### TO DO
Please copy everything from the start of the data down through the line containing "[[[363,30],[374,30],[386,25],[386,0],[338,0],[338,9],[343,19]]]", both ends included, with nothing changed.
- - - - - - -
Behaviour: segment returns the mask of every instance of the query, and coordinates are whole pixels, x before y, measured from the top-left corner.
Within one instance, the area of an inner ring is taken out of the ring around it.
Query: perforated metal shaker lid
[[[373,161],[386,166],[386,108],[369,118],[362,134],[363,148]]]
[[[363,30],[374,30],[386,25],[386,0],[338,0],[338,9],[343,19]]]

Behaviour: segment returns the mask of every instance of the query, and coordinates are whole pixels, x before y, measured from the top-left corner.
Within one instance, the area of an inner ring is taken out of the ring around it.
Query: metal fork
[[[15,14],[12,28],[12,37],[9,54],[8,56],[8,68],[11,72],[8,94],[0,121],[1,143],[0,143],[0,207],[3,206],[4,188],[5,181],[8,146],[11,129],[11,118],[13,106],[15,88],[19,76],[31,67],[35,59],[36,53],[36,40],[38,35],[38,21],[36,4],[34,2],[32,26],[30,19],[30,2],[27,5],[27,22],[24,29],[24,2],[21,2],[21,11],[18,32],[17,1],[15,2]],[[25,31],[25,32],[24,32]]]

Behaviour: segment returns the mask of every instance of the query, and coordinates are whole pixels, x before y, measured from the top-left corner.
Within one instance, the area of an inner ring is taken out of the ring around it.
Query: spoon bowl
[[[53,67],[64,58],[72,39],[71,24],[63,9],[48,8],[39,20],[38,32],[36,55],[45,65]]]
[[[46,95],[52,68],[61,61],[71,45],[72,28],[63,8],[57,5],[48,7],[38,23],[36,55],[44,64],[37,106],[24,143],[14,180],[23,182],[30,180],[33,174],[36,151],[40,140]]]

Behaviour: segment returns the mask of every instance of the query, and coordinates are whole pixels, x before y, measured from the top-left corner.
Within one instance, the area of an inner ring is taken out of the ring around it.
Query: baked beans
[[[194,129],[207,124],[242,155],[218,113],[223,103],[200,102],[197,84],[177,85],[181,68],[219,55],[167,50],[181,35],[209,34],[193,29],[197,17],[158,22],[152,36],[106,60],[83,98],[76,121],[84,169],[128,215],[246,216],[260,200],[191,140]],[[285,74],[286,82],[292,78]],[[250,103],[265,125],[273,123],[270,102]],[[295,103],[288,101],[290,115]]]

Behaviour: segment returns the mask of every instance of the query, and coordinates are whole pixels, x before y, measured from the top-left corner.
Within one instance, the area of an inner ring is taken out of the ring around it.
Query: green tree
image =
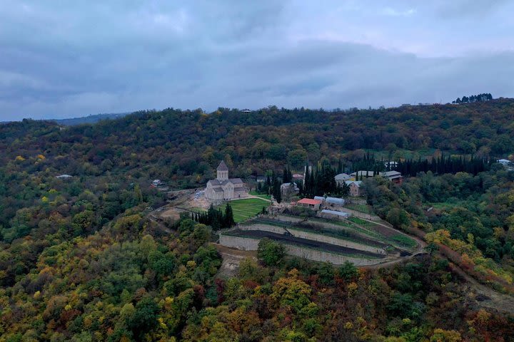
- - - - - - -
### REPLY
Behaviour: segment returns the mask of every instance of the query, and coordinates are whole pixels, x before y, measured from the top-left corner.
Within one instance, the area of an inner ring is taken out of the ring around it.
Query: perforated metal shaker lid
[[[373,161],[386,166],[386,108],[369,118],[362,134],[363,148]]]
[[[363,30],[374,30],[386,25],[386,0],[338,0],[338,9],[343,19]]]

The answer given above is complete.